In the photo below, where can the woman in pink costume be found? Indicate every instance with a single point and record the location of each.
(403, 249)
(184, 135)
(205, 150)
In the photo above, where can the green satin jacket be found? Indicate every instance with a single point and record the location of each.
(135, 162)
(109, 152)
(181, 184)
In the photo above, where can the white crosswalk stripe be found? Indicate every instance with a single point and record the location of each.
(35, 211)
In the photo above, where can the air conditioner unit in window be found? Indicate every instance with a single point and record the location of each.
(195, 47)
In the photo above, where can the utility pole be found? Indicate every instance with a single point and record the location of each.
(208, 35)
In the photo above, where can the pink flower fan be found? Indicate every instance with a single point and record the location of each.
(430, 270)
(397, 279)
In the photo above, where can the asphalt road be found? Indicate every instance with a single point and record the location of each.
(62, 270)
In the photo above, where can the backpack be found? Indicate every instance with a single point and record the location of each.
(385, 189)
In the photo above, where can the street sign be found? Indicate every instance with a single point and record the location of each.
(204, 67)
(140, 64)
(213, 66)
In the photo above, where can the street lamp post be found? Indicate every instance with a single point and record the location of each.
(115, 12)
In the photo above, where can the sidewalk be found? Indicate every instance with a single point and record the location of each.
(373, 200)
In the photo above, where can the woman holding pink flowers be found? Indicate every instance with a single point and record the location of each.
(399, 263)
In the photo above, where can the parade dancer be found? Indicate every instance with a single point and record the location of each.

--

ЧТО ТРЕБУЕТСЯ СДЕЛАТЬ
Представьте в виде JSON-списка строки листинга начиная со строки, содержащей «In the photo above, where can the green», и заканчивая последней строкой листинга, включая обе границы. На каждую строку отводится отдельный элемент списка, а пустые строки опускаются.

ИТОГОВЫЙ РЕЗУЛЬТАТ
[
  "In the photo above, where can the green satin jacket be found? Indicate every instance with a single point and record the location of each.",
  "(135, 162)",
  "(109, 152)",
  "(181, 184)",
  "In the photo above, where can the white crosswalk stripe be found? Indicate every instance with a single point and record the location of each.",
  "(35, 211)",
  "In the photo above, where can the air conditioner unit in window be found? Indicate every instance with a single point and record the location of each.",
  "(195, 47)",
  "In the photo above, where can the utility pole be found? Indicate every instance with a single point and record the location of each.",
  "(208, 35)",
  "In the photo above, where can the pink flower fan be found? Indicate every instance with a single point and record the location of each.",
  "(430, 270)",
  "(397, 279)",
  "In the photo above, where can the asphalt road be found? Indicate every instance with a single point and record the location of each.",
  "(62, 270)",
  "In the photo above, where can the backpack be found? Indicate every instance with a single point and record the location of each.",
  "(385, 189)",
  "In the photo above, where can the street sign be found? Indicate every instance with a single point and record the location of each.",
  "(204, 67)",
  "(140, 64)",
  "(213, 66)",
  "In the photo above, where can the street lamp post be found? Indicate every instance with a single point and record the location of each.",
  "(115, 12)",
  "In the photo above, where can the sidewalk be found? Indicate every instance with a single point and record the location of each.",
  "(373, 200)",
  "In the photo above, where can the woman holding pink flowers be found? Indicate every instance with a single point and record the location of each.",
  "(399, 263)",
  "In the photo above, where can the parade dancer be found? Indicate every instance with a single point and record the location of each."
]